**Provided data**
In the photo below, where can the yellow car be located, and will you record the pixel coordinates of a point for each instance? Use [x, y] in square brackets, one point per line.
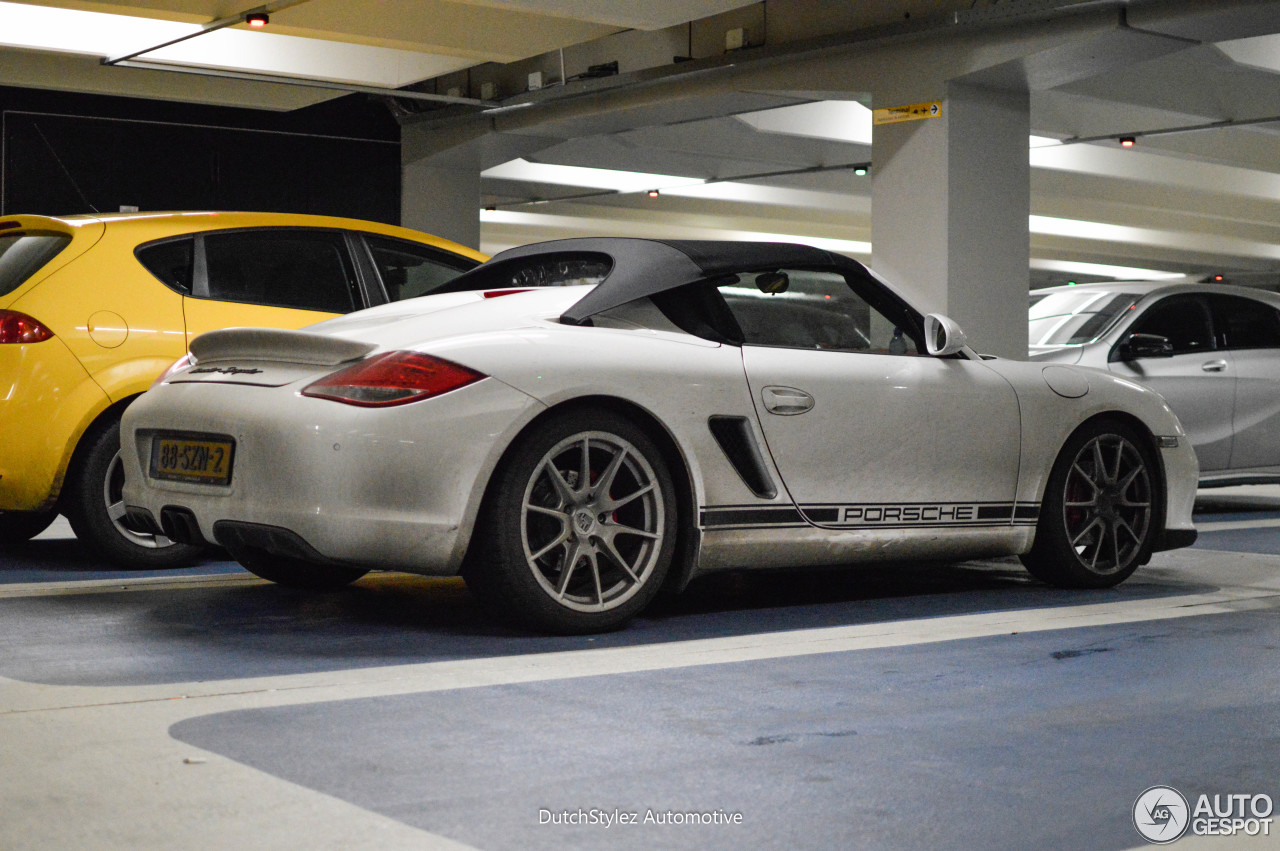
[92, 309]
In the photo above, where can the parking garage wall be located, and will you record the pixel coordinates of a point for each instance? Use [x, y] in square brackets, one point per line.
[67, 154]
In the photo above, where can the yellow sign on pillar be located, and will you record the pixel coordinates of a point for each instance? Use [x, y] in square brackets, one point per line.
[909, 113]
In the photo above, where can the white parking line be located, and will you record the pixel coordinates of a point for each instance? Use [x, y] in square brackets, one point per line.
[534, 667]
[1272, 522]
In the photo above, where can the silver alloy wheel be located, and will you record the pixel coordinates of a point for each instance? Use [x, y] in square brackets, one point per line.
[1107, 504]
[592, 521]
[113, 495]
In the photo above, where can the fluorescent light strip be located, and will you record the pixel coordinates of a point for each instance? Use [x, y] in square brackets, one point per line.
[99, 33]
[1105, 270]
[556, 227]
[586, 178]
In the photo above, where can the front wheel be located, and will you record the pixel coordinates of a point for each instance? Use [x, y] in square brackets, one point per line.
[1101, 511]
[579, 531]
[94, 503]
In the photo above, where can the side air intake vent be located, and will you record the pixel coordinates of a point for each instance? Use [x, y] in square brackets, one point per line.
[735, 438]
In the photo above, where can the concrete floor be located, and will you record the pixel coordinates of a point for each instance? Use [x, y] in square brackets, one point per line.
[959, 707]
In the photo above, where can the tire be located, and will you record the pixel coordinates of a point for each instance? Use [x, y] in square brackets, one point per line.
[579, 530]
[94, 503]
[21, 526]
[296, 572]
[1101, 512]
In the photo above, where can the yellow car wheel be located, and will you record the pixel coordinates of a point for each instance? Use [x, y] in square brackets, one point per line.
[94, 503]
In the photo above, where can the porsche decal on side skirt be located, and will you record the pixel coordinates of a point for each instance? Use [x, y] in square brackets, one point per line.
[873, 515]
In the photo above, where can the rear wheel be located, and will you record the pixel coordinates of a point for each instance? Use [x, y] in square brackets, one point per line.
[579, 532]
[296, 572]
[21, 526]
[1101, 509]
[94, 502]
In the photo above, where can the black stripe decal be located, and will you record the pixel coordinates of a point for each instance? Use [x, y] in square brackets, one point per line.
[749, 516]
[873, 516]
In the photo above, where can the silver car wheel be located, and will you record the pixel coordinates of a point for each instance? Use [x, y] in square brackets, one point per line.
[1107, 504]
[113, 495]
[592, 521]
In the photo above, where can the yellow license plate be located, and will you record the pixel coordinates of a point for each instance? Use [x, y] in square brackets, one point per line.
[205, 460]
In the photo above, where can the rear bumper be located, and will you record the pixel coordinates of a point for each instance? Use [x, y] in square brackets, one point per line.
[389, 489]
[1175, 539]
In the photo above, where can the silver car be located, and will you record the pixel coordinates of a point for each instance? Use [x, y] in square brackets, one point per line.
[1211, 349]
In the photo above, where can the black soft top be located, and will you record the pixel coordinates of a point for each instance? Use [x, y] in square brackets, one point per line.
[644, 268]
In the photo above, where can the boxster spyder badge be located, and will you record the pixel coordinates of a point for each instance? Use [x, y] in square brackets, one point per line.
[575, 424]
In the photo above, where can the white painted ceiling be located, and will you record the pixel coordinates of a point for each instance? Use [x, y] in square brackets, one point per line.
[1189, 202]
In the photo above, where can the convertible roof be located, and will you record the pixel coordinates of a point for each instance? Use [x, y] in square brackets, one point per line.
[650, 266]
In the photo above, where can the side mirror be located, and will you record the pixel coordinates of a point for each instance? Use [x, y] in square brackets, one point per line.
[942, 335]
[1144, 346]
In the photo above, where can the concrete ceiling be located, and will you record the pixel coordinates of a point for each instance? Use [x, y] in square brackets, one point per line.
[1196, 201]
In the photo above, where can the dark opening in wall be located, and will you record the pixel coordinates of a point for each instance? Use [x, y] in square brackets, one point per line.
[67, 154]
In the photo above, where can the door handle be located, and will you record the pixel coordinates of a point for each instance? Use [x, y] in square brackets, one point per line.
[786, 401]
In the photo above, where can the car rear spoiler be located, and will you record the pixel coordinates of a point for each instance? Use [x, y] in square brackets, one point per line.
[273, 344]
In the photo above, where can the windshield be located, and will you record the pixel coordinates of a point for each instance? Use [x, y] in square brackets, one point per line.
[23, 254]
[1074, 318]
[568, 269]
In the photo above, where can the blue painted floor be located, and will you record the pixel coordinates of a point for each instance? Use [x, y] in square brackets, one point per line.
[1013, 741]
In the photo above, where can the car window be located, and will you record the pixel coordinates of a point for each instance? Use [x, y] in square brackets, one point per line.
[1244, 323]
[282, 268]
[169, 261]
[803, 309]
[22, 255]
[1074, 316]
[1183, 319]
[410, 270]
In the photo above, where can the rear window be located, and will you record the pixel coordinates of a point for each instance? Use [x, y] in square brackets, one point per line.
[410, 270]
[22, 255]
[170, 261]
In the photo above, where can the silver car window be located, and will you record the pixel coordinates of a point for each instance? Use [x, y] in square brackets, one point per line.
[1244, 323]
[1074, 316]
[1184, 320]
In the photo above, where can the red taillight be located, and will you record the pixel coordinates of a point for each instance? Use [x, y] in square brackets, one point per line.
[394, 378]
[181, 364]
[19, 328]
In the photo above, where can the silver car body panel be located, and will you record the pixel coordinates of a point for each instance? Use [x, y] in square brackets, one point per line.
[1226, 399]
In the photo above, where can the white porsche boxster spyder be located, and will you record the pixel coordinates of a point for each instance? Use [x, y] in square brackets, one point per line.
[576, 424]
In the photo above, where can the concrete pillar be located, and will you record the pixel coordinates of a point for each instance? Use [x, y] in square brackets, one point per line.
[442, 200]
[950, 205]
[440, 179]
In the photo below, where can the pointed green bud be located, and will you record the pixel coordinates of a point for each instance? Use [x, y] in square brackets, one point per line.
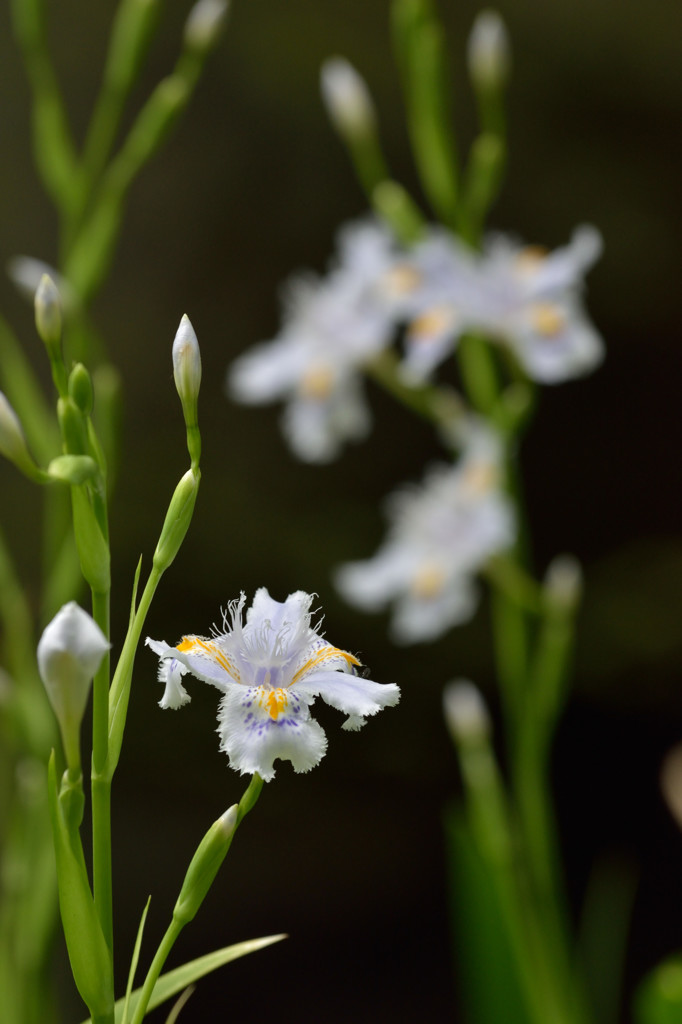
[70, 652]
[205, 864]
[73, 426]
[177, 520]
[74, 469]
[205, 24]
[48, 314]
[80, 388]
[12, 441]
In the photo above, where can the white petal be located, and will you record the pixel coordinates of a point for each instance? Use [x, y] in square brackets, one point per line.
[253, 739]
[417, 620]
[170, 673]
[204, 659]
[349, 693]
[373, 583]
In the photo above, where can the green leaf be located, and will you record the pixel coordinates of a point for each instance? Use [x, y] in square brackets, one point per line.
[480, 934]
[172, 982]
[133, 962]
[658, 998]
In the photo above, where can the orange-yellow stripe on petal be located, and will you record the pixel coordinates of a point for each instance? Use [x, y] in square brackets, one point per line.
[189, 644]
[324, 655]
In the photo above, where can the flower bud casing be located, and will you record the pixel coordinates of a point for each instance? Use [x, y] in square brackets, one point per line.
[74, 469]
[177, 520]
[80, 388]
[205, 864]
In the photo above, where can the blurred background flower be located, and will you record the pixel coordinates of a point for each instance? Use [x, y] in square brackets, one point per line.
[251, 188]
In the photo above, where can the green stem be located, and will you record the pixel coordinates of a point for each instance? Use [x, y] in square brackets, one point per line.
[246, 804]
[100, 782]
[120, 691]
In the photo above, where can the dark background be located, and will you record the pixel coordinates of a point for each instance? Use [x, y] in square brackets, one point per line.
[349, 859]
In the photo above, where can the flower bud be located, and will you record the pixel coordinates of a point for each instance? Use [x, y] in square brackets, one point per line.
[73, 469]
[346, 98]
[205, 23]
[70, 652]
[205, 864]
[26, 273]
[465, 711]
[177, 520]
[488, 51]
[80, 388]
[671, 782]
[72, 425]
[187, 369]
[48, 314]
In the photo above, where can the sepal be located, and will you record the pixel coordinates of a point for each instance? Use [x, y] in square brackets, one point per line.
[88, 952]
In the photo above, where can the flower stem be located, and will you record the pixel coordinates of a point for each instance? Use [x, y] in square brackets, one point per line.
[178, 922]
[100, 783]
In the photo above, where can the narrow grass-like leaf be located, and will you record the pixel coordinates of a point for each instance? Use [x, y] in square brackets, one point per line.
[133, 962]
[172, 982]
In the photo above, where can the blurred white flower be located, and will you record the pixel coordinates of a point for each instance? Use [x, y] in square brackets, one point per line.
[270, 669]
[519, 296]
[487, 50]
[440, 534]
[332, 327]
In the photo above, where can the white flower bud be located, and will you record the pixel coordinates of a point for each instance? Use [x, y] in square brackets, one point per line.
[465, 711]
[26, 273]
[187, 369]
[346, 98]
[205, 23]
[488, 50]
[12, 441]
[48, 312]
[70, 652]
[563, 581]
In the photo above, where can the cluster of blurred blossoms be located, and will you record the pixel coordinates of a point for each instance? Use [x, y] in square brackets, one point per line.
[427, 296]
[520, 297]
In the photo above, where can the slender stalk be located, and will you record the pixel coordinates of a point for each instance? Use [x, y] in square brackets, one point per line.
[100, 785]
[247, 802]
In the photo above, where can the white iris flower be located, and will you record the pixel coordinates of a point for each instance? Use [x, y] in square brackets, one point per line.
[332, 327]
[517, 295]
[270, 669]
[441, 532]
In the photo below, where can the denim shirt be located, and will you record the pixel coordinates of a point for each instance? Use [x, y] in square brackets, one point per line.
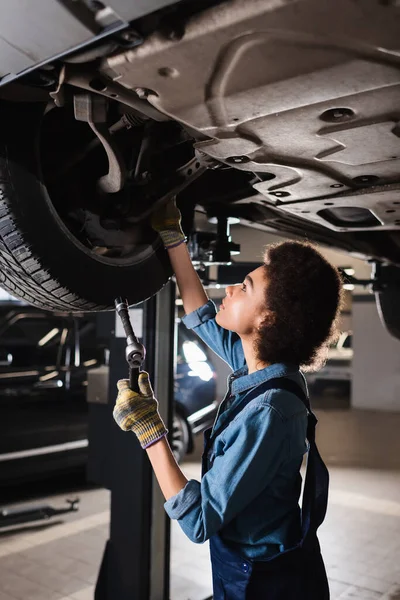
[250, 493]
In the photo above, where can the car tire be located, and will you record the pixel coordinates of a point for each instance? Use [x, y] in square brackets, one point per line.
[180, 437]
[40, 261]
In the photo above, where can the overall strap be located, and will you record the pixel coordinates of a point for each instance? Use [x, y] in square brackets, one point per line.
[315, 496]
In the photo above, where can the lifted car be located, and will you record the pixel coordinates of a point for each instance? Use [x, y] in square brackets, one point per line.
[283, 113]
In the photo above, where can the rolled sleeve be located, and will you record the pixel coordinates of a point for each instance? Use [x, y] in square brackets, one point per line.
[250, 459]
[177, 506]
[226, 344]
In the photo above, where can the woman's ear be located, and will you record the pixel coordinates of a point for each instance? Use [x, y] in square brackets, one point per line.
[265, 319]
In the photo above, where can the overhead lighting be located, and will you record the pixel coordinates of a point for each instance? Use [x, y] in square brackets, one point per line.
[49, 336]
[18, 374]
[89, 363]
[202, 370]
[231, 220]
[193, 352]
[48, 376]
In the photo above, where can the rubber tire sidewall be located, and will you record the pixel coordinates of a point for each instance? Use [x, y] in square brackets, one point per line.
[92, 281]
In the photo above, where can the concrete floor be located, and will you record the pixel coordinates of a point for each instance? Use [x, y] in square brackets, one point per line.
[360, 541]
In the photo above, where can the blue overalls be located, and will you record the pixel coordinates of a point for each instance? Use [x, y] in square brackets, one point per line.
[298, 573]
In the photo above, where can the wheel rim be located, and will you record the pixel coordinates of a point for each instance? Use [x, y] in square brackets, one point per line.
[113, 241]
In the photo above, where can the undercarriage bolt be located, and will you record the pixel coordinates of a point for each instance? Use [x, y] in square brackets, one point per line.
[280, 194]
[334, 115]
[238, 159]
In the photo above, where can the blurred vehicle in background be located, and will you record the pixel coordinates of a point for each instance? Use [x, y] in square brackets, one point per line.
[44, 363]
[334, 379]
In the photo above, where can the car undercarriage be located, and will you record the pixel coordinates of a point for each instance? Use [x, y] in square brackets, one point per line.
[282, 113]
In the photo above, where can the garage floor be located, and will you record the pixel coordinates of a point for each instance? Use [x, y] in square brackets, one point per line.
[360, 541]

**Exercise details**
In the listing above, find the line containing "In the photo above, where can the overhead", then reproduce it and each line after it through the end, exactly and with nothing added.

**Result**
In the photo above, where can the overhead lighting be located, and will you record the pixel coordinates of a point for each instance? Use [x, y] in square brackets, one point per line.
[49, 336]
[18, 374]
[89, 363]
[202, 370]
[231, 220]
[193, 352]
[48, 376]
In the photo above, where can the rubber tire sidewall be located, and will you record the pixel coordinates of a point for each instance? Use [x, y] in square brackets, one point per line.
[92, 281]
In the photo above, where can the concrete floor be located, and will you record the pixel coordinates of a point for each instance? Use [x, y] in square brackets, one point per line.
[360, 541]
In the photo above, where can the blue overalls be located, and will you record the pixel coordinates of a point for each instance? Use [x, y] in square brackets, one point per line.
[298, 573]
In the photo above, where can the wheel rim be located, and will you record the pixel coordinates of a point for each instance? Use [x, y] in square brackets, one point per line.
[113, 241]
In the photo above, where can the undercarriage bolt be located, and will you record the pixel coordinates of a point for each instance? Use [x, y] in square brackets, one point per line.
[280, 194]
[334, 115]
[238, 159]
In the photo above, where can the blurred vehicle in background be located, and will you record the pixel coordinates of a point for each instance? Use [x, y] in square brackets, one point per line.
[44, 363]
[334, 379]
In the photo above, where can the car undercarriage be located, and will you record the pixel coordinates of a point for each instance? Use [x, y] in square brackets, one point per line.
[282, 113]
In the photo above, where can the garage floor be located, and will you record the pixel coordinates of a point for each instance? Use [x, y] in square brackets, one point per line.
[360, 541]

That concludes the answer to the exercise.